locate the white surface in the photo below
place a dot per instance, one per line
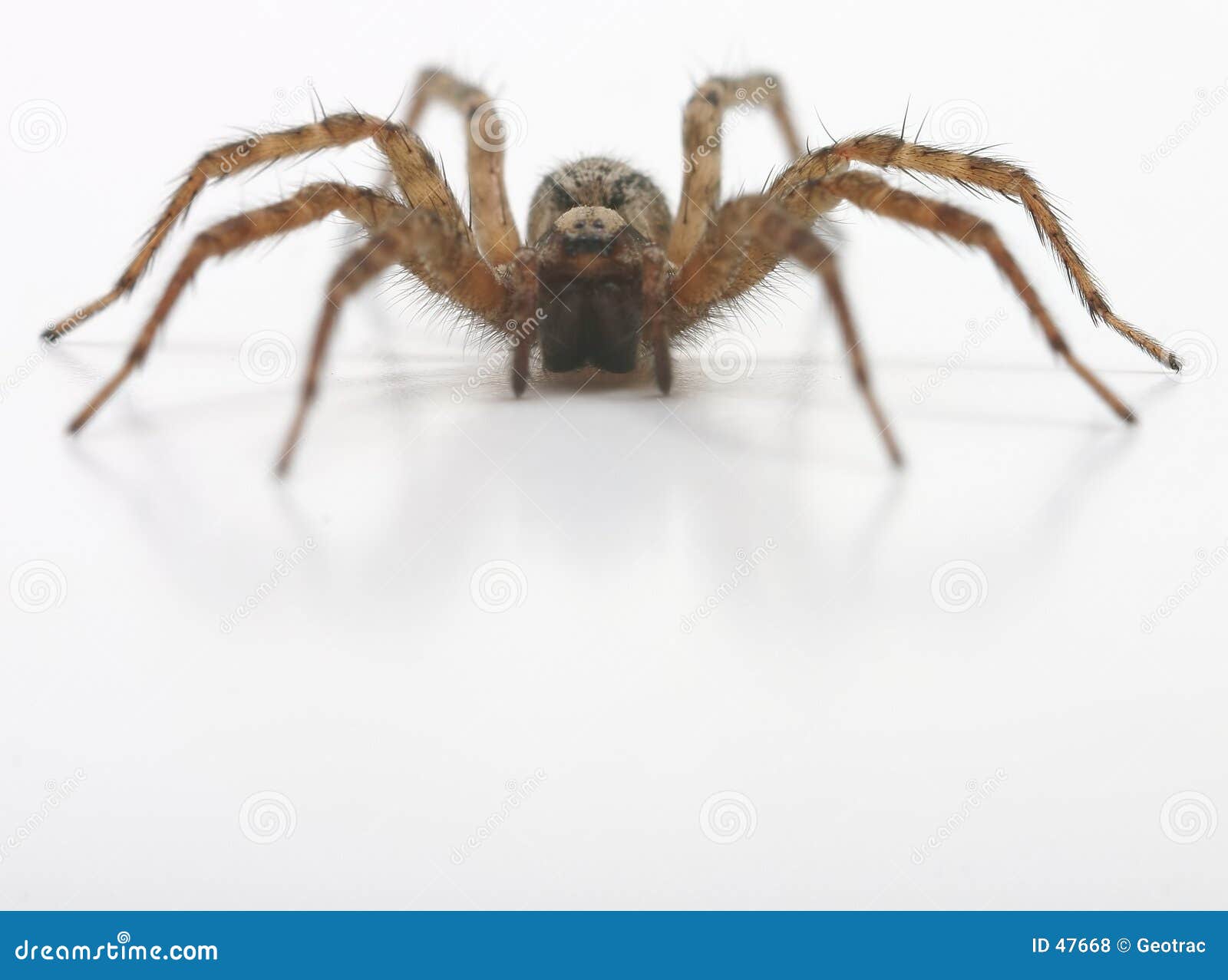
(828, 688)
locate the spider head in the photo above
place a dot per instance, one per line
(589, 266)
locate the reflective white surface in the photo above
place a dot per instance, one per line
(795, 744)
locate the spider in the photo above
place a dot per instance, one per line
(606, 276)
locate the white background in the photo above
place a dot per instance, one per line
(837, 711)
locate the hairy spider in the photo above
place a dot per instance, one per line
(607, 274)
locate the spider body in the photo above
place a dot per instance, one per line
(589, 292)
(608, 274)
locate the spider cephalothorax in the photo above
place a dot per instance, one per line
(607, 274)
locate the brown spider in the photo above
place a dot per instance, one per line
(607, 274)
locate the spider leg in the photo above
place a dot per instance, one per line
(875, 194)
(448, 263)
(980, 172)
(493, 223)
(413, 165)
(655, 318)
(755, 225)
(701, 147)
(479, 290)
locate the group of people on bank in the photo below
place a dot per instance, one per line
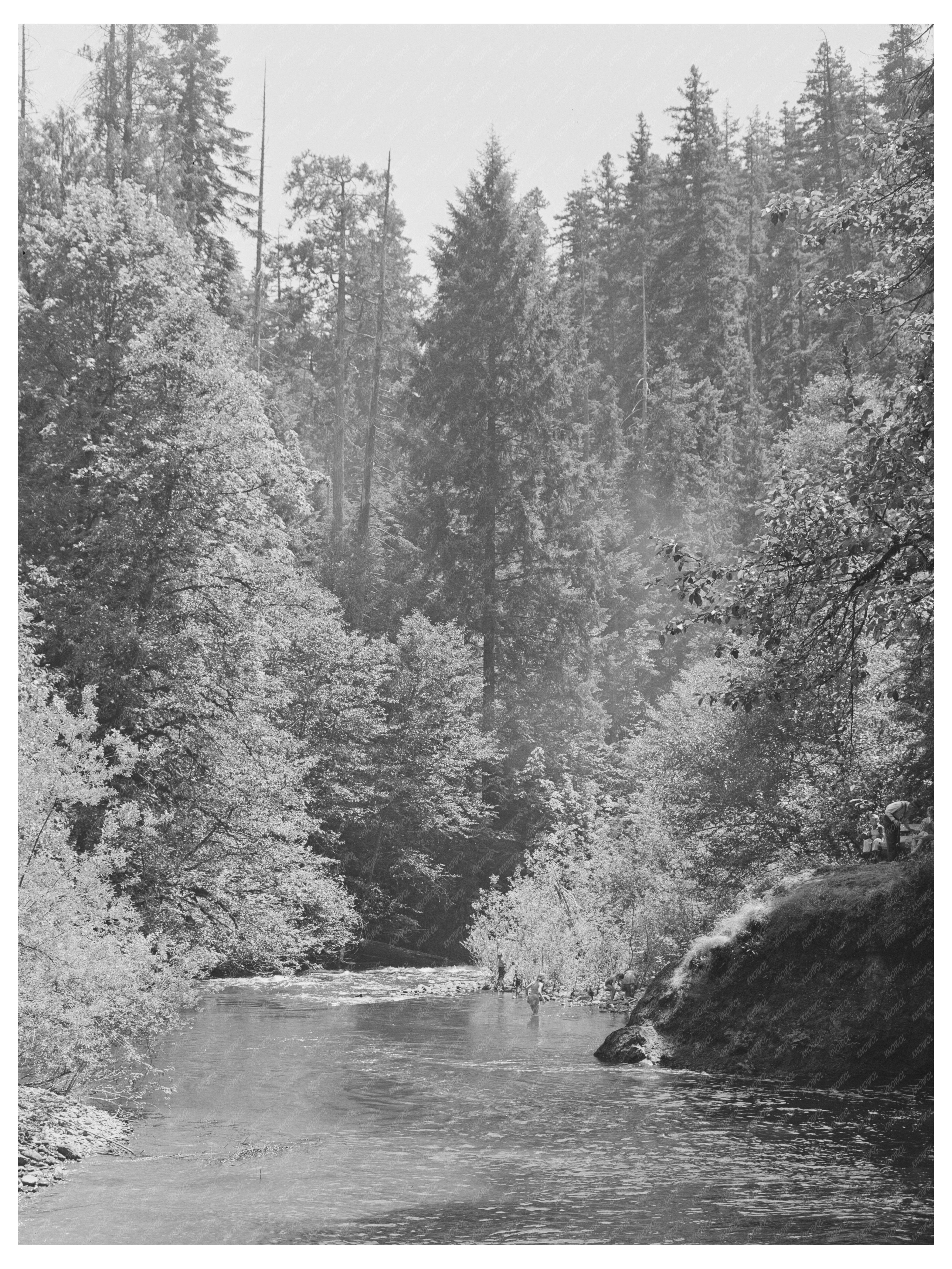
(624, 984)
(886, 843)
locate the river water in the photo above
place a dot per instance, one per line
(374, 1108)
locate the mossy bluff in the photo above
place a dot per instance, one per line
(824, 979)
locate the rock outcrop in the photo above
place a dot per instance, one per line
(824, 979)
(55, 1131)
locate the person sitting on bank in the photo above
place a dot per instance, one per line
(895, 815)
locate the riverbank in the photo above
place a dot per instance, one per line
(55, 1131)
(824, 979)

▶ **ABOUT THIS EXERCISE**
Whenever a line includes the word "spider", pull it out of the entries.

▶ **EXERCISE OUTPUT**
locate the spider head in the photo above
locate the spider in the photo above
locate the hairy spider in the photo above
locate the spider body in the photo above
locate the spider cephalothorax in the photo above
locate the brown spider in the photo above
locate the spider leg in the photo above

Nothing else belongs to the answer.